* [TASK PROMPT]:
For the entries below, how many lines include the word "panel"? Give the figure and nothing more.

* [DATASET EXCERPTS]:

_ _ _

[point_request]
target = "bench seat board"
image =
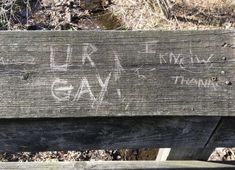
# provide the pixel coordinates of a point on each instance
(115, 165)
(107, 133)
(53, 74)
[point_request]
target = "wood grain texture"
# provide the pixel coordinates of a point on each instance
(104, 133)
(165, 165)
(185, 153)
(117, 73)
(224, 134)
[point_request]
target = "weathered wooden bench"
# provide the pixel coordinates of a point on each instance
(68, 90)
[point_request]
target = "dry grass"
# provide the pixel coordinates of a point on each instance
(138, 14)
(146, 15)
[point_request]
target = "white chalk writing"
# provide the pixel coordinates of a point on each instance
(87, 55)
(118, 67)
(61, 93)
(205, 83)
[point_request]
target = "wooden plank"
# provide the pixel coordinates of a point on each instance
(224, 135)
(104, 133)
(202, 154)
(116, 73)
(165, 165)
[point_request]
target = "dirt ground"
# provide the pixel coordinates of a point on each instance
(118, 15)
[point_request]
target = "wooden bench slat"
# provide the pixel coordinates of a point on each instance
(165, 165)
(105, 133)
(53, 74)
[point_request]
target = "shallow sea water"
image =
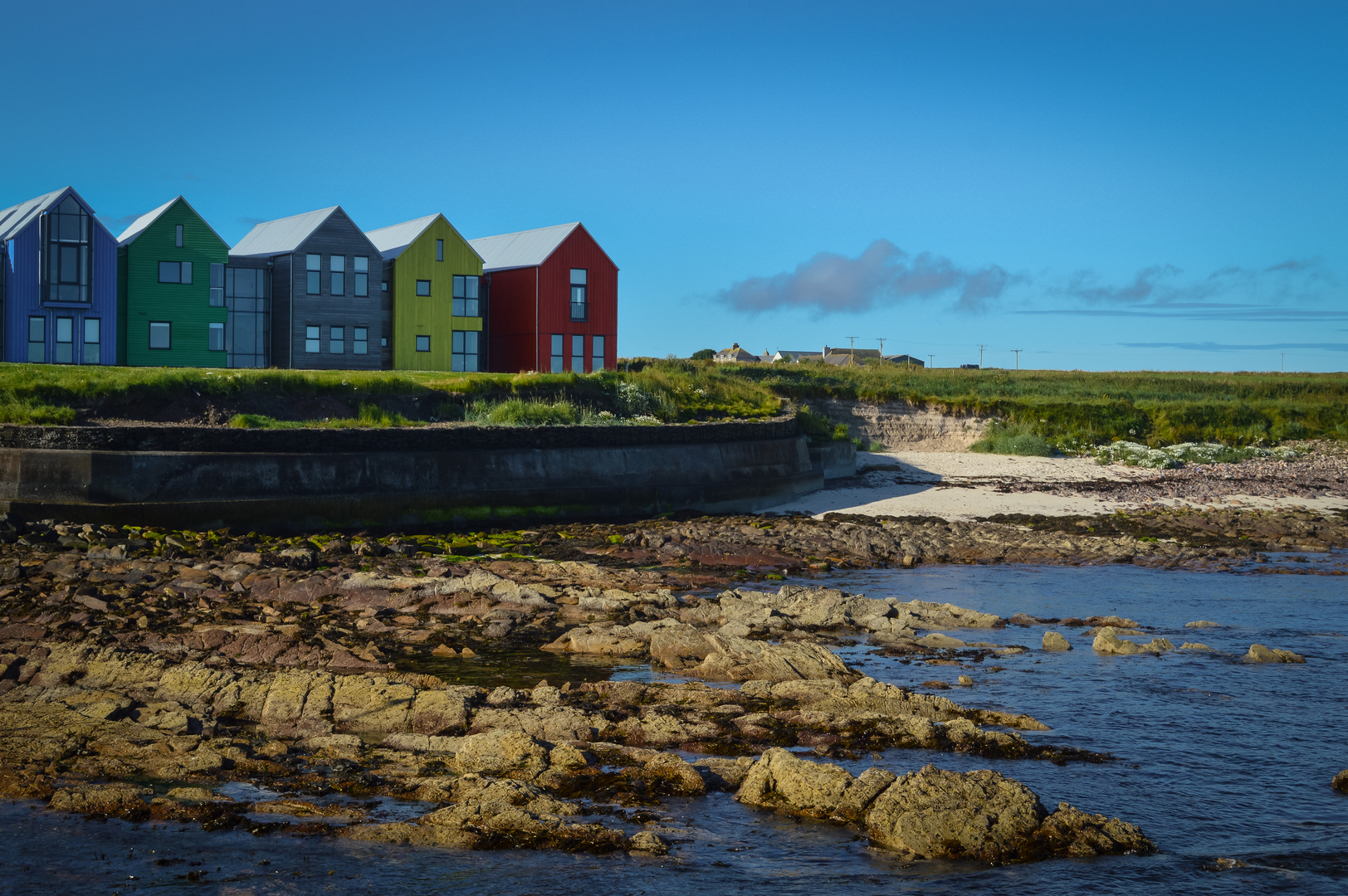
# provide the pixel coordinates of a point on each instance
(1215, 759)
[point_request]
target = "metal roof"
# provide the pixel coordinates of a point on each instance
(140, 224)
(282, 235)
(17, 217)
(522, 250)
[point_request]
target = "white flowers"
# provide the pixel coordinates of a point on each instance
(1175, 455)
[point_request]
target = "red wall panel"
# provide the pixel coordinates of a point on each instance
(512, 308)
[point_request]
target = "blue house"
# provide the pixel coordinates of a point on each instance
(60, 282)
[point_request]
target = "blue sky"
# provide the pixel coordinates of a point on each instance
(1104, 186)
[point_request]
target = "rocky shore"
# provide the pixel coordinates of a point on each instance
(140, 670)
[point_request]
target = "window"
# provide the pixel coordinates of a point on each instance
(65, 340)
(161, 336)
(37, 340)
(337, 265)
(580, 310)
(464, 356)
(362, 275)
(68, 254)
(93, 332)
(466, 297)
(175, 272)
(217, 286)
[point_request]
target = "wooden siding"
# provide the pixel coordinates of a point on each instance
(432, 315)
(25, 286)
(512, 319)
(186, 306)
(337, 236)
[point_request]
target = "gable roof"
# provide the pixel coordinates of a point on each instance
(282, 235)
(143, 222)
(17, 217)
(394, 239)
(520, 250)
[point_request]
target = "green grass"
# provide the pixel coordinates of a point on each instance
(1075, 410)
(1013, 438)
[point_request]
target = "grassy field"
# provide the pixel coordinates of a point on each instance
(1069, 411)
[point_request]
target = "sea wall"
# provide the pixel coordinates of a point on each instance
(903, 427)
(263, 480)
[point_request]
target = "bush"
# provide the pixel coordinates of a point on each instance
(1013, 438)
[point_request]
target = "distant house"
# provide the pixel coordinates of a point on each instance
(438, 293)
(324, 311)
(553, 300)
(60, 272)
(172, 290)
(795, 358)
(735, 354)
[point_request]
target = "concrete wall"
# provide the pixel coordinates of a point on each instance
(340, 488)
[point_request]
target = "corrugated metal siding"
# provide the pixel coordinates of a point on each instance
(512, 306)
(511, 324)
(429, 315)
(337, 236)
(185, 306)
(22, 294)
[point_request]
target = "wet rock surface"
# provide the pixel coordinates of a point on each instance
(937, 814)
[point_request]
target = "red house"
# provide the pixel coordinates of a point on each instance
(553, 300)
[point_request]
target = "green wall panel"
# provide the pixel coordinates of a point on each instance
(143, 298)
(430, 315)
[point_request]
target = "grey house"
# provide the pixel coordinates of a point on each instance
(326, 310)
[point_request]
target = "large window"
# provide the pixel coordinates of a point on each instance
(464, 356)
(580, 308)
(217, 286)
(466, 297)
(337, 267)
(65, 341)
(161, 334)
(362, 275)
(175, 272)
(37, 340)
(68, 252)
(247, 321)
(92, 341)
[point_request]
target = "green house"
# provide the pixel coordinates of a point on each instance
(170, 290)
(438, 295)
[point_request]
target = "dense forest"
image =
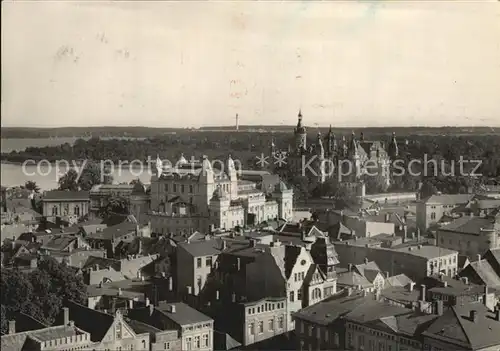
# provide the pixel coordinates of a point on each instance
(447, 149)
(148, 132)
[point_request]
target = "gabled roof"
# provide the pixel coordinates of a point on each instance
(115, 231)
(62, 195)
(456, 327)
(161, 316)
(448, 199)
(92, 321)
(470, 225)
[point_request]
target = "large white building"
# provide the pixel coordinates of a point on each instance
(194, 195)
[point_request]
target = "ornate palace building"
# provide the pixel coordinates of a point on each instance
(324, 157)
(193, 196)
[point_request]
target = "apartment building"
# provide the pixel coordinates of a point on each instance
(432, 209)
(193, 329)
(470, 235)
(414, 260)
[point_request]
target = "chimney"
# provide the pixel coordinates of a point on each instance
(439, 307)
(12, 327)
(422, 292)
(473, 316)
(66, 315)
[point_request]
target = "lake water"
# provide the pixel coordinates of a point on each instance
(46, 175)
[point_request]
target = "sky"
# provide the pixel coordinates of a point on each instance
(191, 64)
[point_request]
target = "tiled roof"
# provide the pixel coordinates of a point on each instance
(486, 272)
(61, 195)
(456, 327)
(400, 280)
(327, 311)
(59, 242)
(470, 225)
(160, 316)
(448, 199)
(426, 251)
(92, 321)
(224, 341)
(115, 231)
(203, 247)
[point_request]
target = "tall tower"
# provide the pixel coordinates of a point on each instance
(300, 134)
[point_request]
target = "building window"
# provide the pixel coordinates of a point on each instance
(316, 293)
(118, 331)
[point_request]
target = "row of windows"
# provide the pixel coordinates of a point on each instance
(270, 326)
(266, 307)
(208, 262)
(181, 187)
(197, 342)
(76, 210)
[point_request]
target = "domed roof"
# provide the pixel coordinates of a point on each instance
(138, 188)
(281, 186)
(182, 160)
(219, 194)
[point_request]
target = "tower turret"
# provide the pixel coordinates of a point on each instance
(393, 149)
(300, 134)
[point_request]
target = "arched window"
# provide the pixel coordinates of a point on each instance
(316, 293)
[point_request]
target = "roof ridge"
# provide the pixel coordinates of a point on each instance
(455, 313)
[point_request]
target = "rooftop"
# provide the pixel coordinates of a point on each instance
(62, 195)
(470, 225)
(448, 199)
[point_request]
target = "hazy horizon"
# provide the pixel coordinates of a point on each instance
(193, 64)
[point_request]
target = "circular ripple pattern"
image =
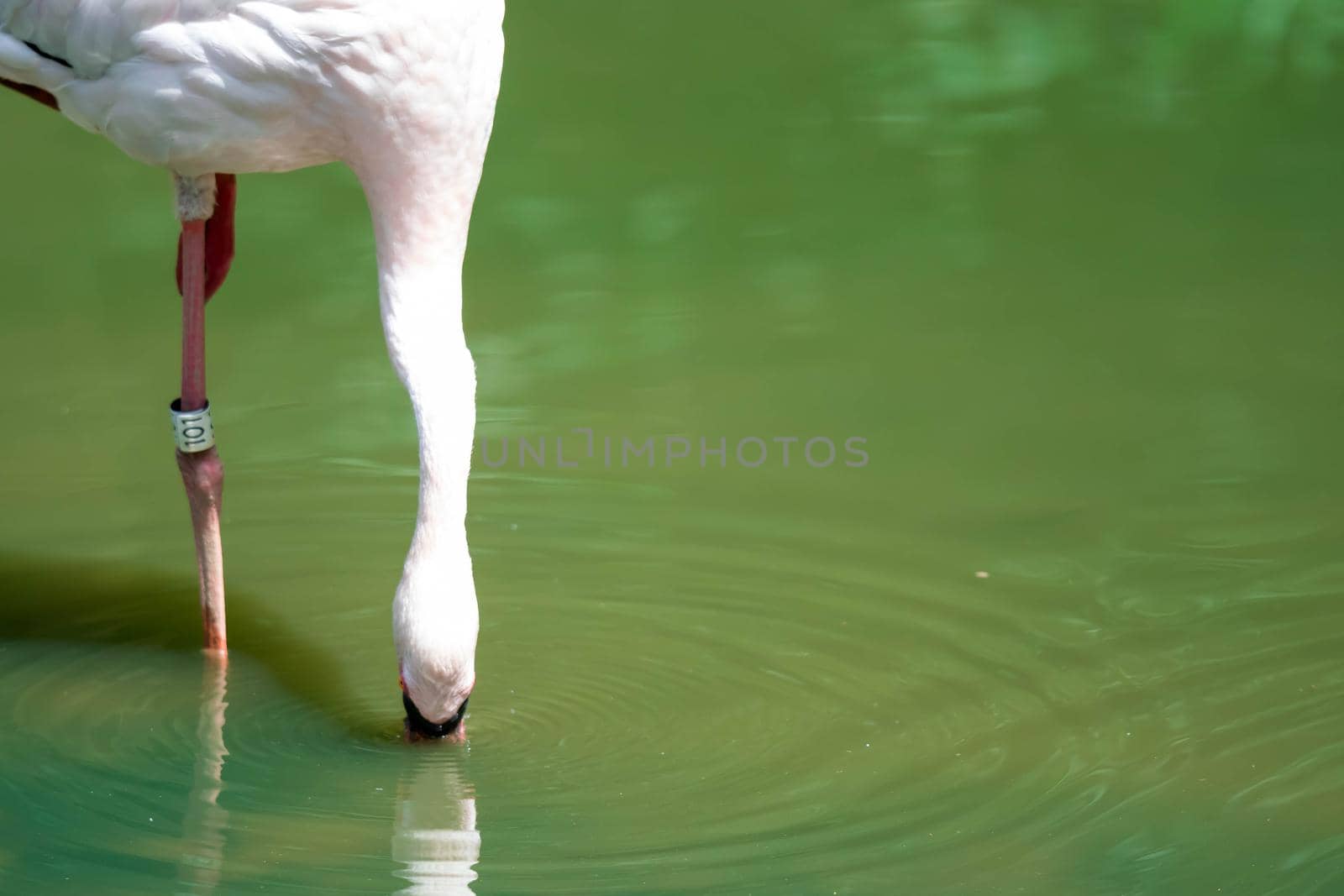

_ _ _

* [YOUR RESPONSE]:
2